• RECORD SET
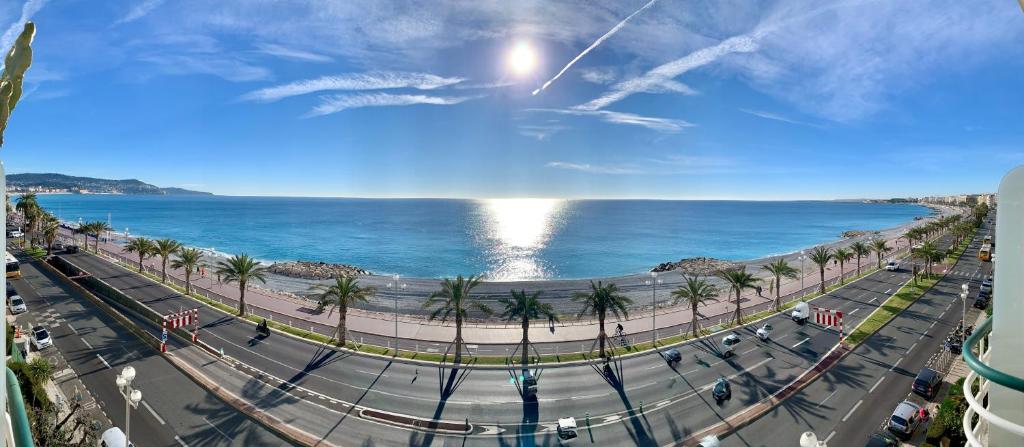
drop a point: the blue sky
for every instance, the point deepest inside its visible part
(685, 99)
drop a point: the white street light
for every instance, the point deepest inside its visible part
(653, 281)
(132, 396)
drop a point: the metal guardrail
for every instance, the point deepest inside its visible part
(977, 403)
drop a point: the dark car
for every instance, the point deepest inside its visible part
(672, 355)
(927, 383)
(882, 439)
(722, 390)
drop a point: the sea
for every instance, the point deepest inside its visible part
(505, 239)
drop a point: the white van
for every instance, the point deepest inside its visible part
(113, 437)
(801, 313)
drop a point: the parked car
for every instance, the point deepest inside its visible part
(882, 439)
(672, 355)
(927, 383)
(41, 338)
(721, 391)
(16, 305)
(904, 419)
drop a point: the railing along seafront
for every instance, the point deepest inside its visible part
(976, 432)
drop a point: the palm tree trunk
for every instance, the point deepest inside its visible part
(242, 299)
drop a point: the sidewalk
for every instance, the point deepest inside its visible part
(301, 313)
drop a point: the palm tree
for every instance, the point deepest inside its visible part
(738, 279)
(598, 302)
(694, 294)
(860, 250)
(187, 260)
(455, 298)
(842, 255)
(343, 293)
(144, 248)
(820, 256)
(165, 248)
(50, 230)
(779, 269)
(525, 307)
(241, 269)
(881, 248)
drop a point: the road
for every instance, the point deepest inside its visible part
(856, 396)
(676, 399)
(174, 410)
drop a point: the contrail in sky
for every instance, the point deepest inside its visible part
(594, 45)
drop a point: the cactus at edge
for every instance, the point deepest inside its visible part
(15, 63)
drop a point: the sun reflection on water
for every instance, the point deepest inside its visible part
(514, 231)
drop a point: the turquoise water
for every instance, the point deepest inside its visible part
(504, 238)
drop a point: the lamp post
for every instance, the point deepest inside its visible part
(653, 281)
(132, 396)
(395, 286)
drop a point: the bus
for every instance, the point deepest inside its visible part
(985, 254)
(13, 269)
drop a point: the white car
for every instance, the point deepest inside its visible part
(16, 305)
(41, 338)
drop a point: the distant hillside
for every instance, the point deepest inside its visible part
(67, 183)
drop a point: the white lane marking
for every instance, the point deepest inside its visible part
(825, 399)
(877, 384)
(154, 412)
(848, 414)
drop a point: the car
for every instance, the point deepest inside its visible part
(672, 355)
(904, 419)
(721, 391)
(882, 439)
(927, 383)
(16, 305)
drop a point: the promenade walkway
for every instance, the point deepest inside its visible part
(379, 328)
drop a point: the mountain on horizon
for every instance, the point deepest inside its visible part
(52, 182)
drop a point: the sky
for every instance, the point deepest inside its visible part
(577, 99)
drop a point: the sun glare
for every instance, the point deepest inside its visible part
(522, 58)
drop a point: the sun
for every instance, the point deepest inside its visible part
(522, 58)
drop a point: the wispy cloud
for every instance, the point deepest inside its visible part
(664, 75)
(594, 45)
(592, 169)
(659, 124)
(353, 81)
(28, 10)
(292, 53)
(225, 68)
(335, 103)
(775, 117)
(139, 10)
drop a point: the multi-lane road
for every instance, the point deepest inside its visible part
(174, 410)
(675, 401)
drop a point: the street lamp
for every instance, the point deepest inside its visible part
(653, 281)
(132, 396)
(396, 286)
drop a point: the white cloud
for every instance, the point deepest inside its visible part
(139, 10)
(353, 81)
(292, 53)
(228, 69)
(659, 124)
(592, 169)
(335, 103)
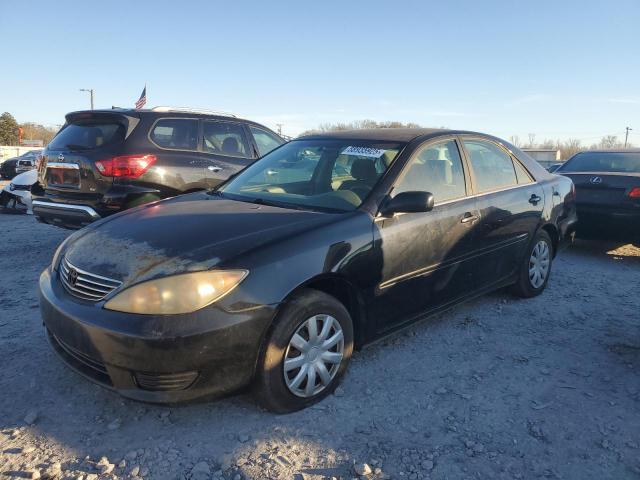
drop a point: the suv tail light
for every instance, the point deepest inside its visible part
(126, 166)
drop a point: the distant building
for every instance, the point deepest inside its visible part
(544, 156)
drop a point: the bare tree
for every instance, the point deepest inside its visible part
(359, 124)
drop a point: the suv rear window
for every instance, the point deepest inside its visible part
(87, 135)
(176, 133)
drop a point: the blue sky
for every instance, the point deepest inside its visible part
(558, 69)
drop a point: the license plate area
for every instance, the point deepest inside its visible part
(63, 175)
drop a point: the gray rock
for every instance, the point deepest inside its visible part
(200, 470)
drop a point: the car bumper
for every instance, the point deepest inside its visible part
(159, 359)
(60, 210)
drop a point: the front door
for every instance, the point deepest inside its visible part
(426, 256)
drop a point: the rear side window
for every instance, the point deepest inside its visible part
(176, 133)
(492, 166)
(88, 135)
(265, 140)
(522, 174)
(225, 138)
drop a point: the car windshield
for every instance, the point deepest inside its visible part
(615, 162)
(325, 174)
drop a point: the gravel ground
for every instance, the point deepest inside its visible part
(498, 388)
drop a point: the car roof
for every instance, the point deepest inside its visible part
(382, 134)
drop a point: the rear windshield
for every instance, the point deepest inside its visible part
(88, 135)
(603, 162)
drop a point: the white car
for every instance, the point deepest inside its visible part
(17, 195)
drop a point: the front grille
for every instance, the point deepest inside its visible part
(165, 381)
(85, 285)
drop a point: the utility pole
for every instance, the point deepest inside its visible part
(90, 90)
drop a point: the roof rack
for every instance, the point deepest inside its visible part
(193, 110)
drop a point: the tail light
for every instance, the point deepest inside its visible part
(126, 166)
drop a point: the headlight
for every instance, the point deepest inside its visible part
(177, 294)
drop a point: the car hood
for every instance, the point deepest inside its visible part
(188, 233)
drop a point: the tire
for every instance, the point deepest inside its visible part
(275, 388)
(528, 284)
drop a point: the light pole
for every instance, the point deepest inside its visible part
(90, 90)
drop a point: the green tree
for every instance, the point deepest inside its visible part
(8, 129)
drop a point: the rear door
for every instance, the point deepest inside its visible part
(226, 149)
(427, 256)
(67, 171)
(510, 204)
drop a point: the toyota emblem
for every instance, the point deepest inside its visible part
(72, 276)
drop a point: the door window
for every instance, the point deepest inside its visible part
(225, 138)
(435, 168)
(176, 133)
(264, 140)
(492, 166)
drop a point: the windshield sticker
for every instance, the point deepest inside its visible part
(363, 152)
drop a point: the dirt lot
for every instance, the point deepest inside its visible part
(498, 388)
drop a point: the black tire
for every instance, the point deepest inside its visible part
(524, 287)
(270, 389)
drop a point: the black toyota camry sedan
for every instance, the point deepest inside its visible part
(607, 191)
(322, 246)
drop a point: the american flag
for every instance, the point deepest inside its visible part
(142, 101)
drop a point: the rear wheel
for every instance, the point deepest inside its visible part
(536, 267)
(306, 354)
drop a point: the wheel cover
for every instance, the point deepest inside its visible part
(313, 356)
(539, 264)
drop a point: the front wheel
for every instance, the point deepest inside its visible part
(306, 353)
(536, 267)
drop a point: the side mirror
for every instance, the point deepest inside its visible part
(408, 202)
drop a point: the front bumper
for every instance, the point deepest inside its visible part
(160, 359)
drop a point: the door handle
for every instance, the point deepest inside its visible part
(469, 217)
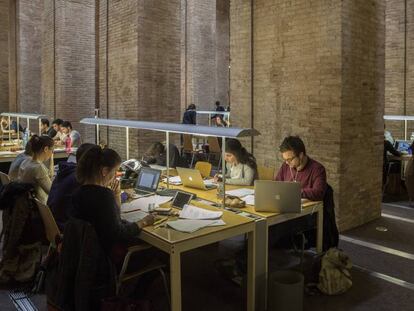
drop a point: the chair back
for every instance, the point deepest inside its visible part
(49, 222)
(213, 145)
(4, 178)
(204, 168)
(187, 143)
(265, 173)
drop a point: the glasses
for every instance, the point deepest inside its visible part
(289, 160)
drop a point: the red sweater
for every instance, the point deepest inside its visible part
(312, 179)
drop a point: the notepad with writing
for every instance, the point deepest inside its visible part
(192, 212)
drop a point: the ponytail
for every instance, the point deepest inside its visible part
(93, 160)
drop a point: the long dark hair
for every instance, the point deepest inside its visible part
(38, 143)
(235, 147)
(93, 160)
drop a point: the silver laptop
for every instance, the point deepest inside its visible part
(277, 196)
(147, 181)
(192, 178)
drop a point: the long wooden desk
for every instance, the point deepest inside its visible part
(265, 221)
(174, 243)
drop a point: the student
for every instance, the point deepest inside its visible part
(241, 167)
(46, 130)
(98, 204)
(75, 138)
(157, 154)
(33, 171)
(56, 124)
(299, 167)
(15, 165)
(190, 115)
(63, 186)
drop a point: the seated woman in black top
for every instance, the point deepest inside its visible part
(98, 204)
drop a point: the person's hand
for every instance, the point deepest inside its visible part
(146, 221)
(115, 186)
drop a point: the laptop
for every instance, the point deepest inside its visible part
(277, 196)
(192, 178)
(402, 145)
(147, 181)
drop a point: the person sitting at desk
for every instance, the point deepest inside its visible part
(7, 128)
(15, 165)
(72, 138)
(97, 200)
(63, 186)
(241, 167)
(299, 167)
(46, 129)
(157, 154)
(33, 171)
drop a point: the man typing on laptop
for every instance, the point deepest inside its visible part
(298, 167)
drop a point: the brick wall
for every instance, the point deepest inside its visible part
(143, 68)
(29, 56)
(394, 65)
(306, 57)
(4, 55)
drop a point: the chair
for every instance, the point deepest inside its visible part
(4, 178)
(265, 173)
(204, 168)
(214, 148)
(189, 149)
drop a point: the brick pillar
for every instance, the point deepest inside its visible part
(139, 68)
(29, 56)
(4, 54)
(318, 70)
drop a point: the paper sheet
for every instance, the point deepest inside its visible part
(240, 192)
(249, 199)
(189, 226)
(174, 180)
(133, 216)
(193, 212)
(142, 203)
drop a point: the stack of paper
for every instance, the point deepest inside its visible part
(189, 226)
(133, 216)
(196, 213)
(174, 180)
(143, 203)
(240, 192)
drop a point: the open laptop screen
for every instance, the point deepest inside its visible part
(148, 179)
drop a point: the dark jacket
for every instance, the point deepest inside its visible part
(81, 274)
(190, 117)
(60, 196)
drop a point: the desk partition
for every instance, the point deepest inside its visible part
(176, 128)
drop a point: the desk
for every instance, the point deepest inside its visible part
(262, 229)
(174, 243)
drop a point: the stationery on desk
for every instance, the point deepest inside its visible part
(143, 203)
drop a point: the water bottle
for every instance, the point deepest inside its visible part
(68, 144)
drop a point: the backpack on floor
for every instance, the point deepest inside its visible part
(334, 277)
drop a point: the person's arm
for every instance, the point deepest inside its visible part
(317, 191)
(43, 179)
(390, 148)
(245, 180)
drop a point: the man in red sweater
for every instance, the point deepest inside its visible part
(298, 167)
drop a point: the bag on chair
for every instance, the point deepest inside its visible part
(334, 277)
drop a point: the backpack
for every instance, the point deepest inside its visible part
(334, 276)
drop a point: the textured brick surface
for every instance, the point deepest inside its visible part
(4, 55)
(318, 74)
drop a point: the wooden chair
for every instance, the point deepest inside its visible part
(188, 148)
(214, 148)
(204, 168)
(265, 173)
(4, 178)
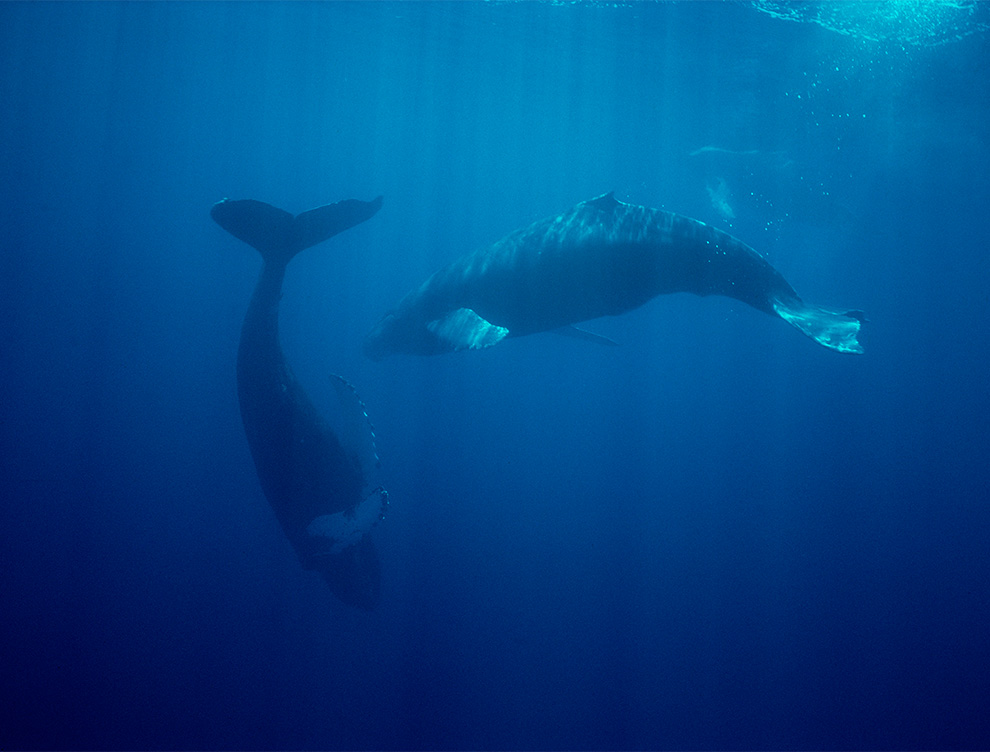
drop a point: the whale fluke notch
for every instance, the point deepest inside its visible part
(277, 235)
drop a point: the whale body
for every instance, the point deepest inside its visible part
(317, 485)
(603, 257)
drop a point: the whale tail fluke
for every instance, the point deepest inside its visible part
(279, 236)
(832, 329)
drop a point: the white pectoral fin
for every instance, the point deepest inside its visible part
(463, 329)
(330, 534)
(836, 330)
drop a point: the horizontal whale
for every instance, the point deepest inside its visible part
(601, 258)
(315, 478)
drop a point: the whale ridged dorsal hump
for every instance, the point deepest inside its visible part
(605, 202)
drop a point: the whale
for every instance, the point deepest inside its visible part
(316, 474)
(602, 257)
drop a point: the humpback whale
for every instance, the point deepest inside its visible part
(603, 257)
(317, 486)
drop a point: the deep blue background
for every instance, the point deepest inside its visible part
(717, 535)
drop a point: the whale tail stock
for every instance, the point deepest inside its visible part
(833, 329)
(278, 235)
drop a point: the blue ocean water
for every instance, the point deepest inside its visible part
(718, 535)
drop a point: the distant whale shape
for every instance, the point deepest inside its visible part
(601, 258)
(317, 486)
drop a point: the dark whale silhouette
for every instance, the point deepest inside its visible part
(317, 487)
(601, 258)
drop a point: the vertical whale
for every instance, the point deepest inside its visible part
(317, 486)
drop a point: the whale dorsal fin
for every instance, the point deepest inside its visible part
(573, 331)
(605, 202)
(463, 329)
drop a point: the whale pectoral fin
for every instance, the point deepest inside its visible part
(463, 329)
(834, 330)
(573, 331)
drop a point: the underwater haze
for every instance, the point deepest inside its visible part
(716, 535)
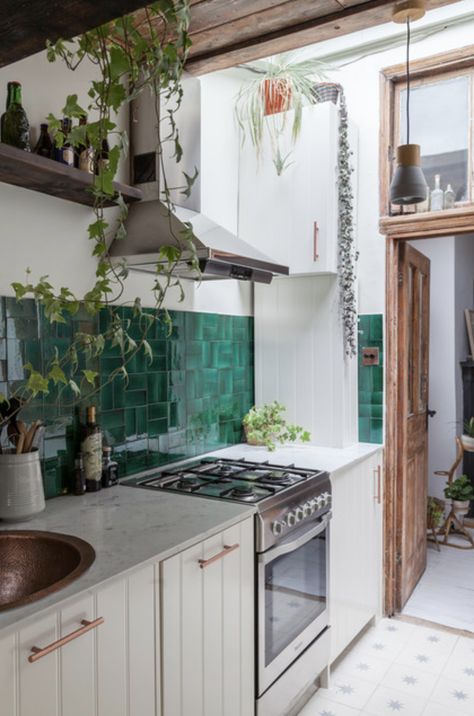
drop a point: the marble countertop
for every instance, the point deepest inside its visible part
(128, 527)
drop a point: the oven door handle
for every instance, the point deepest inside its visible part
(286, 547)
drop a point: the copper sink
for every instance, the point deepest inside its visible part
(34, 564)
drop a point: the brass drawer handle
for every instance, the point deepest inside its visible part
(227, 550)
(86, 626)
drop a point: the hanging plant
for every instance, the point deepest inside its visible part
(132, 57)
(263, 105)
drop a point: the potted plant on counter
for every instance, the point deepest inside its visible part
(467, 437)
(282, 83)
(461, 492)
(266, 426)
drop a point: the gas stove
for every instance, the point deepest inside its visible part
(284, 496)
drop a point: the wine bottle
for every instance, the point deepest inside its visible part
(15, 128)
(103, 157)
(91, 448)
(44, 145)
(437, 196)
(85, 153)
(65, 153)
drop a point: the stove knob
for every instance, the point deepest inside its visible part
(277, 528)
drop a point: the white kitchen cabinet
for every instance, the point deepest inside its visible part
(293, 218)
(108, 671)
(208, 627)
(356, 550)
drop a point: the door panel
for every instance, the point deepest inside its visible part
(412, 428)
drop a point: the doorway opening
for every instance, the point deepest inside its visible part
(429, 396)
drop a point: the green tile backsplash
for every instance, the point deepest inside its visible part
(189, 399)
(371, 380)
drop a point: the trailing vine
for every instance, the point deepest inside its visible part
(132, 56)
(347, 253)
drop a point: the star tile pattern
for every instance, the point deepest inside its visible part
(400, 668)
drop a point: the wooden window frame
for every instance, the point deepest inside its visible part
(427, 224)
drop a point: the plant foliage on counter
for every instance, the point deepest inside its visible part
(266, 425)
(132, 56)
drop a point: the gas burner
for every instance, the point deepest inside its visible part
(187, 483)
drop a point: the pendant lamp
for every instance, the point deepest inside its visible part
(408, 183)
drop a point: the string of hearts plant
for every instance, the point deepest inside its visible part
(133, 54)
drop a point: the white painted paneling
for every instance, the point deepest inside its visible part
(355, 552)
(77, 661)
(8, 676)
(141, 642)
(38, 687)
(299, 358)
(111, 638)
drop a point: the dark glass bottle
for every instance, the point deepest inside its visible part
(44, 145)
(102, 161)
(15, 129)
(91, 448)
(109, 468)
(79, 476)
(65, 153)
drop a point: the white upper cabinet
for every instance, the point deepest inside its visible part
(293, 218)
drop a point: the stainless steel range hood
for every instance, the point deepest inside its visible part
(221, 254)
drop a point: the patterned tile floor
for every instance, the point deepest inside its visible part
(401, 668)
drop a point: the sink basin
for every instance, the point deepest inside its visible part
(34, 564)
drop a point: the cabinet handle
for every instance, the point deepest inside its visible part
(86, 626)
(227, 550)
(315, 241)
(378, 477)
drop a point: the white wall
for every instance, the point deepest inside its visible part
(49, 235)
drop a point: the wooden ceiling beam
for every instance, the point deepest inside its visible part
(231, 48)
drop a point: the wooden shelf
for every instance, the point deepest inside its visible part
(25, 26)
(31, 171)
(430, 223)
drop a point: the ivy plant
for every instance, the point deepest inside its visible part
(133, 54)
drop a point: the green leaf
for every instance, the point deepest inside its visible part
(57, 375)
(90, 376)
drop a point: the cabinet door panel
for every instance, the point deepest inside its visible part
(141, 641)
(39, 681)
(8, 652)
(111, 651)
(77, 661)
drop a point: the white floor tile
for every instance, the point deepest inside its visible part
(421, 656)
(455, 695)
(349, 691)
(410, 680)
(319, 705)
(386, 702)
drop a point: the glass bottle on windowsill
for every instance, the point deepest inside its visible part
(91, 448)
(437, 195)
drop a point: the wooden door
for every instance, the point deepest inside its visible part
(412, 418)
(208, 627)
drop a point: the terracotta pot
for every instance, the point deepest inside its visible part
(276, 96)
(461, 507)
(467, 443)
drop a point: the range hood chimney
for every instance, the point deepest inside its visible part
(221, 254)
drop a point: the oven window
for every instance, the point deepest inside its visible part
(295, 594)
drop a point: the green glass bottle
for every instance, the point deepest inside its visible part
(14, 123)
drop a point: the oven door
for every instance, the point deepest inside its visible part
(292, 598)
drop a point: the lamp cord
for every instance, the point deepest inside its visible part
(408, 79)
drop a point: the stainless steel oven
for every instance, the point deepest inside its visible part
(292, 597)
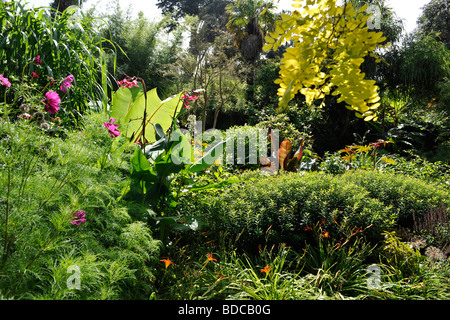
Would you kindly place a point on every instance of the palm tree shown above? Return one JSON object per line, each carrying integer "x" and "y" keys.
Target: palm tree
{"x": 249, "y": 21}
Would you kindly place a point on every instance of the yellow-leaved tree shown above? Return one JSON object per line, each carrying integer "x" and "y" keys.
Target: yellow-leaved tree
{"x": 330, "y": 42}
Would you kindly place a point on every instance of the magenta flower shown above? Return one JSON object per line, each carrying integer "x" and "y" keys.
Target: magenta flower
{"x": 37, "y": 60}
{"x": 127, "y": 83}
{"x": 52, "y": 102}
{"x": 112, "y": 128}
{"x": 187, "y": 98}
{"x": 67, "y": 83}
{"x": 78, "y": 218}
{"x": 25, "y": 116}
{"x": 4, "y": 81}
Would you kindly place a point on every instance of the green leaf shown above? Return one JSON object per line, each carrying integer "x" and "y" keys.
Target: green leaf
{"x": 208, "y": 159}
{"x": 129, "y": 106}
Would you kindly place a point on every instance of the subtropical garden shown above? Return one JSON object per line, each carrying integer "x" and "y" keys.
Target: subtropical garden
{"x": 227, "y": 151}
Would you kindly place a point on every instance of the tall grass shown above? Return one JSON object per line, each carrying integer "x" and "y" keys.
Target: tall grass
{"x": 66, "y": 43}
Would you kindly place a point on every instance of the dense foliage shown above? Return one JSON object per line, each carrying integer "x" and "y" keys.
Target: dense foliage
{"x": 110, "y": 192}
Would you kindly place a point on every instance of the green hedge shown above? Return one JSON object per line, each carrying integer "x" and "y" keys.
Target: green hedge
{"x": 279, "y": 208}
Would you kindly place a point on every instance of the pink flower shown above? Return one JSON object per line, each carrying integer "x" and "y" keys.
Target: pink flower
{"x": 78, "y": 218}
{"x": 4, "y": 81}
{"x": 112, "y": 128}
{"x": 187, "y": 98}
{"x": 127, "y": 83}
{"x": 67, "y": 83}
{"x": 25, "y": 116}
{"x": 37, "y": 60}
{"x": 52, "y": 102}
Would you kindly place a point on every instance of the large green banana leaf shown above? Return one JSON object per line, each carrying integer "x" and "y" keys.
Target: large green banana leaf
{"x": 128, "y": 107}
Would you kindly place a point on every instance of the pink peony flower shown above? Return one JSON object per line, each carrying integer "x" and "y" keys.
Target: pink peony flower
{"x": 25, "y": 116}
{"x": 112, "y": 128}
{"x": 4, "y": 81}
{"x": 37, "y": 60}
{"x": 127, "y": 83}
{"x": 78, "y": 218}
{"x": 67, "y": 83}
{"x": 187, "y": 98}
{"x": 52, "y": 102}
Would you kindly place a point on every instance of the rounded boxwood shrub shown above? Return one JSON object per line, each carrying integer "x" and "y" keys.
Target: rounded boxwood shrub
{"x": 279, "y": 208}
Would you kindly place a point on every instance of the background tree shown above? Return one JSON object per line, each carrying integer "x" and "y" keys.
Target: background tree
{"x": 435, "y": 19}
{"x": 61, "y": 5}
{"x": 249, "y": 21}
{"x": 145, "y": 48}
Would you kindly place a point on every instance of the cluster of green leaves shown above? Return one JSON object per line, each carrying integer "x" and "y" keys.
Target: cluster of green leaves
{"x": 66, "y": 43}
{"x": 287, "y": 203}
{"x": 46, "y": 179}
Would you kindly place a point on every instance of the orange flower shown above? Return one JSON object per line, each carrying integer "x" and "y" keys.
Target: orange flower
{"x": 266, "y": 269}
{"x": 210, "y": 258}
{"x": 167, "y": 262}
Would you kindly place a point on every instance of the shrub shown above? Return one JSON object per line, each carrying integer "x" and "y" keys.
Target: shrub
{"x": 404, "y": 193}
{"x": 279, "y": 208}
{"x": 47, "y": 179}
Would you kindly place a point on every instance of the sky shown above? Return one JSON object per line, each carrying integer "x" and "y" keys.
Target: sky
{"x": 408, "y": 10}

• TASK INSTRUCTIONS
The string to find is "dark"; copy every line of the listing that has it.

• YOUR RESPONSE
drop a point: the dark car
drop a point: the long dark hair
drop a point: the dark jacket
drop a point: the dark whale silhouette
drop a point: the dark glass bottle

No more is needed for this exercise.